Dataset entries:
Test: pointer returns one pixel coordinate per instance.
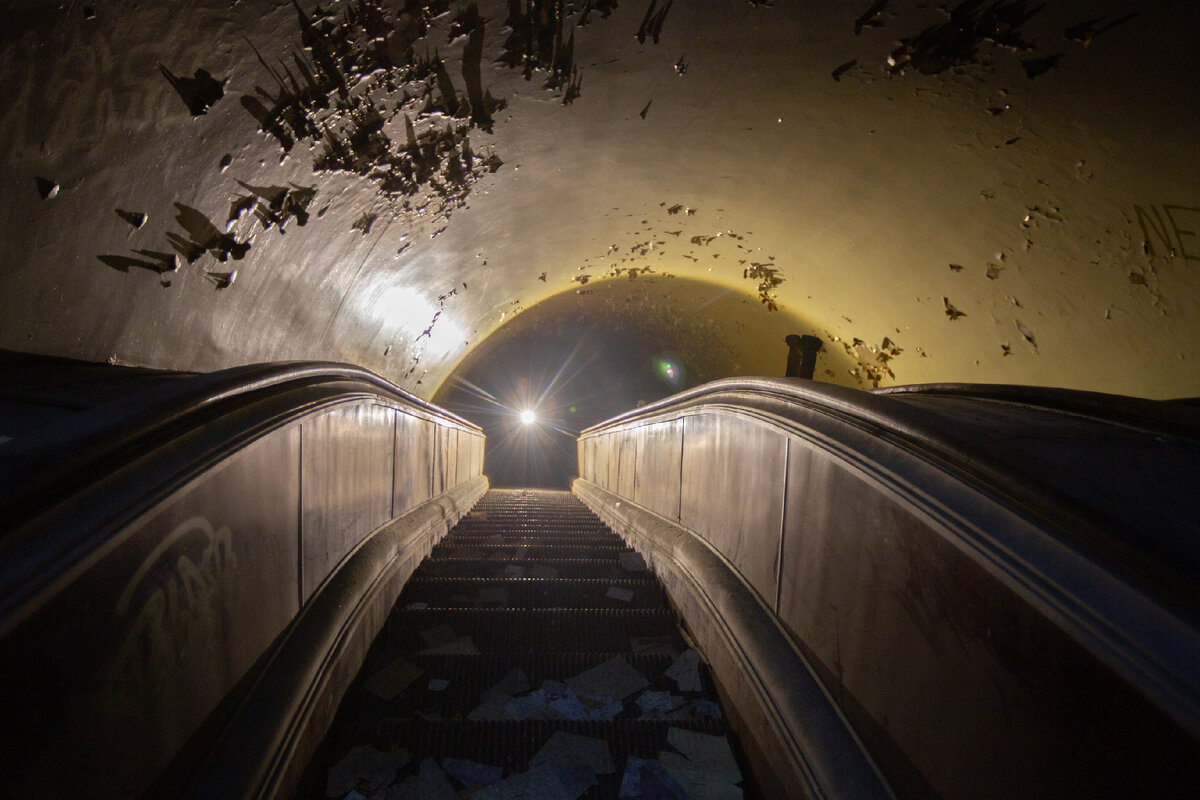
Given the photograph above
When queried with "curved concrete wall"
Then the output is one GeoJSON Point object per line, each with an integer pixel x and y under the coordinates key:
{"type": "Point", "coordinates": [113, 666]}
{"type": "Point", "coordinates": [970, 648]}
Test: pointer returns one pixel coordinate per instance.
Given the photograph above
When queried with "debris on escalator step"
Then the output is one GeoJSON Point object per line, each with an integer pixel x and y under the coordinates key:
{"type": "Point", "coordinates": [617, 593]}
{"type": "Point", "coordinates": [471, 774]}
{"type": "Point", "coordinates": [393, 679]}
{"type": "Point", "coordinates": [531, 665]}
{"type": "Point", "coordinates": [430, 783]}
{"type": "Point", "coordinates": [443, 639]}
{"type": "Point", "coordinates": [685, 672]}
{"type": "Point", "coordinates": [364, 769]}
{"type": "Point", "coordinates": [576, 761]}
{"type": "Point", "coordinates": [613, 678]}
{"type": "Point", "coordinates": [645, 777]}
{"type": "Point", "coordinates": [539, 783]}
{"type": "Point", "coordinates": [631, 561]}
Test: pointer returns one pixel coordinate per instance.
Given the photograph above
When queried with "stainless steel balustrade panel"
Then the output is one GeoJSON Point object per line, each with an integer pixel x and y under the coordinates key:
{"type": "Point", "coordinates": [733, 493]}
{"type": "Point", "coordinates": [159, 631]}
{"type": "Point", "coordinates": [658, 467]}
{"type": "Point", "coordinates": [958, 686]}
{"type": "Point", "coordinates": [413, 483]}
{"type": "Point", "coordinates": [346, 483]}
{"type": "Point", "coordinates": [625, 443]}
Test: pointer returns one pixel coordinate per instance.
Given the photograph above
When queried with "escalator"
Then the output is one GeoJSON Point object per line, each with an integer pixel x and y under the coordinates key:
{"type": "Point", "coordinates": [532, 655]}
{"type": "Point", "coordinates": [245, 584]}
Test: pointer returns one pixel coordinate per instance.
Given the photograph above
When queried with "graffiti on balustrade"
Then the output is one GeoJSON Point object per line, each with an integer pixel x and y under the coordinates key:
{"type": "Point", "coordinates": [1170, 230]}
{"type": "Point", "coordinates": [175, 601]}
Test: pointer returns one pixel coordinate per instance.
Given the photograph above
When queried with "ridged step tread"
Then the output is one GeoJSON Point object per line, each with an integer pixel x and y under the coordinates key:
{"type": "Point", "coordinates": [453, 687]}
{"type": "Point", "coordinates": [534, 593]}
{"type": "Point", "coordinates": [475, 567]}
{"type": "Point", "coordinates": [497, 630]}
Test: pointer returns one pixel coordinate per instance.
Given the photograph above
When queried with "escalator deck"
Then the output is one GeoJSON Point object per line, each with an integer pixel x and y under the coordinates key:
{"type": "Point", "coordinates": [532, 655]}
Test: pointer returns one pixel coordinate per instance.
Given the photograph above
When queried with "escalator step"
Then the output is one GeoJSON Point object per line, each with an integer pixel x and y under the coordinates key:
{"type": "Point", "coordinates": [481, 687]}
{"type": "Point", "coordinates": [549, 537]}
{"type": "Point", "coordinates": [529, 627]}
{"type": "Point", "coordinates": [451, 567]}
{"type": "Point", "coordinates": [496, 630]}
{"type": "Point", "coordinates": [447, 548]}
{"type": "Point", "coordinates": [534, 593]}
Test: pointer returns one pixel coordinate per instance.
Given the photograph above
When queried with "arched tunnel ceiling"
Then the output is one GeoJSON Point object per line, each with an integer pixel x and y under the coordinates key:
{"type": "Point", "coordinates": [991, 191]}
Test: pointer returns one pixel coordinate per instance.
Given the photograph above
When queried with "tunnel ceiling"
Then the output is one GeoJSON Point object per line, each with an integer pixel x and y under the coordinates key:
{"type": "Point", "coordinates": [990, 191]}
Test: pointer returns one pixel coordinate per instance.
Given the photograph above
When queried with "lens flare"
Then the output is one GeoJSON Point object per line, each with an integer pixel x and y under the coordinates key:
{"type": "Point", "coordinates": [669, 370]}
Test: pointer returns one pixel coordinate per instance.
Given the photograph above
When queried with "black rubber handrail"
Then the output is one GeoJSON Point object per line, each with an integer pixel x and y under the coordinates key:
{"type": "Point", "coordinates": [886, 415]}
{"type": "Point", "coordinates": [126, 455]}
{"type": "Point", "coordinates": [121, 431]}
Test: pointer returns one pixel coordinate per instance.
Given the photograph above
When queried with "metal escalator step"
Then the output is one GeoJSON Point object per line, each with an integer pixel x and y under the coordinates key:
{"type": "Point", "coordinates": [534, 593]}
{"type": "Point", "coordinates": [509, 539]}
{"type": "Point", "coordinates": [479, 687]}
{"type": "Point", "coordinates": [513, 744]}
{"type": "Point", "coordinates": [538, 630]}
{"type": "Point", "coordinates": [460, 565]}
{"type": "Point", "coordinates": [449, 549]}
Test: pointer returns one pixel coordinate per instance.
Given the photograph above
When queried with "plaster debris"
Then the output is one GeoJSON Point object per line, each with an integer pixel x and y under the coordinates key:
{"type": "Point", "coordinates": [1085, 31]}
{"type": "Point", "coordinates": [652, 23]}
{"type": "Point", "coordinates": [393, 679]}
{"type": "Point", "coordinates": [646, 777]}
{"type": "Point", "coordinates": [538, 783]}
{"type": "Point", "coordinates": [684, 671]}
{"type": "Point", "coordinates": [955, 42]}
{"type": "Point", "coordinates": [222, 280]}
{"type": "Point", "coordinates": [472, 774]}
{"type": "Point", "coordinates": [844, 68]}
{"type": "Point", "coordinates": [135, 218]}
{"type": "Point", "coordinates": [363, 224]}
{"type": "Point", "coordinates": [631, 561]}
{"type": "Point", "coordinates": [576, 761]}
{"type": "Point", "coordinates": [652, 644]}
{"type": "Point", "coordinates": [198, 92]}
{"type": "Point", "coordinates": [712, 752]}
{"type": "Point", "coordinates": [1035, 67]}
{"type": "Point", "coordinates": [1026, 332]}
{"type": "Point", "coordinates": [613, 678]}
{"type": "Point", "coordinates": [364, 768]}
{"type": "Point", "coordinates": [47, 188]}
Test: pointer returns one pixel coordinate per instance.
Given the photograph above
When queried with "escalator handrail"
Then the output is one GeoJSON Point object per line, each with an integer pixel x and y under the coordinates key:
{"type": "Point", "coordinates": [65, 512]}
{"type": "Point", "coordinates": [121, 431]}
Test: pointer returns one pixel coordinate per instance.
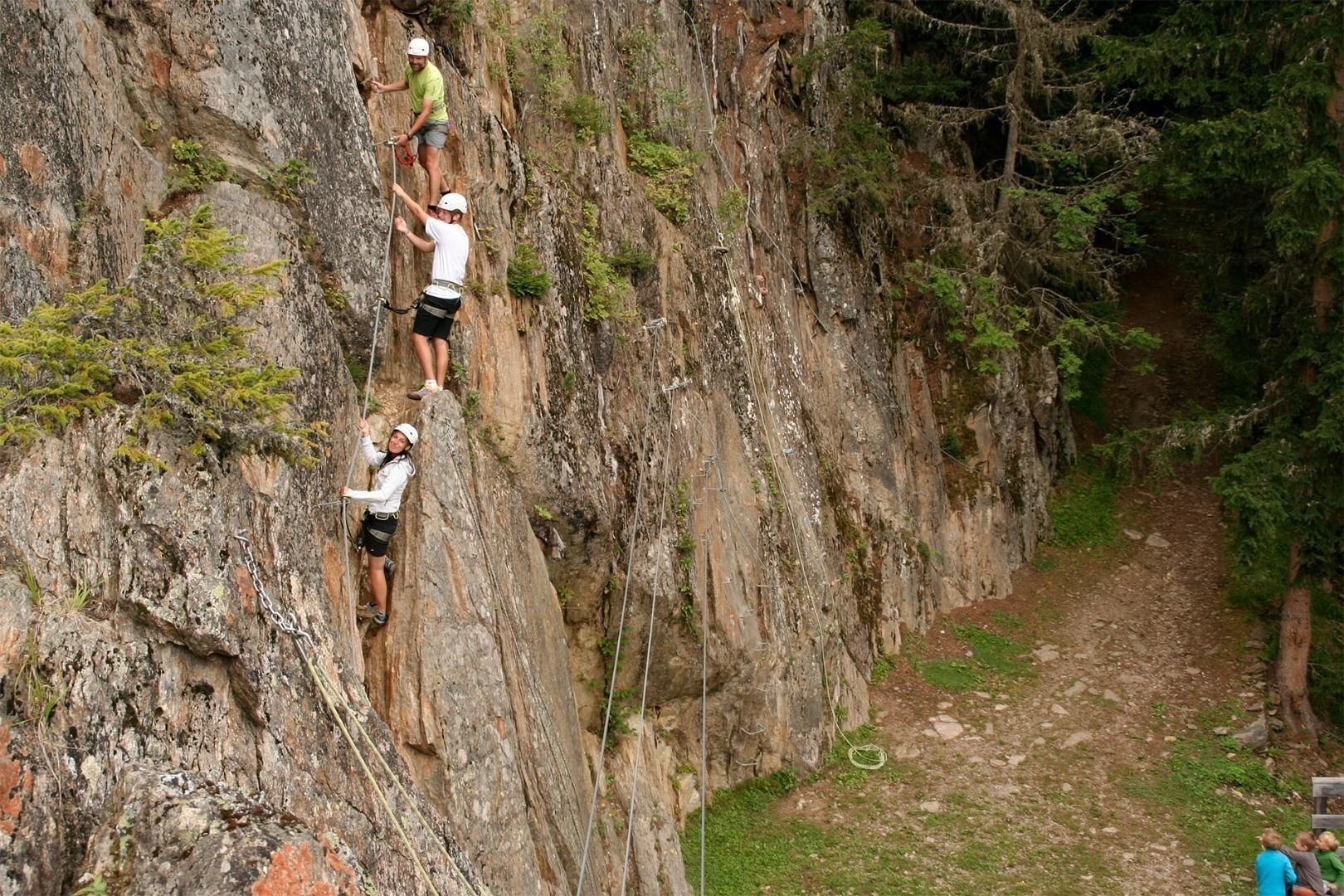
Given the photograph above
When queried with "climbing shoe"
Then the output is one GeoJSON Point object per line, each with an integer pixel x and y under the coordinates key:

● **YOUR INSTRUCTIONS**
Give the number of lines in the entries above that contain the word "tunnel", with no accompanying text.

● **OUTPUT**
2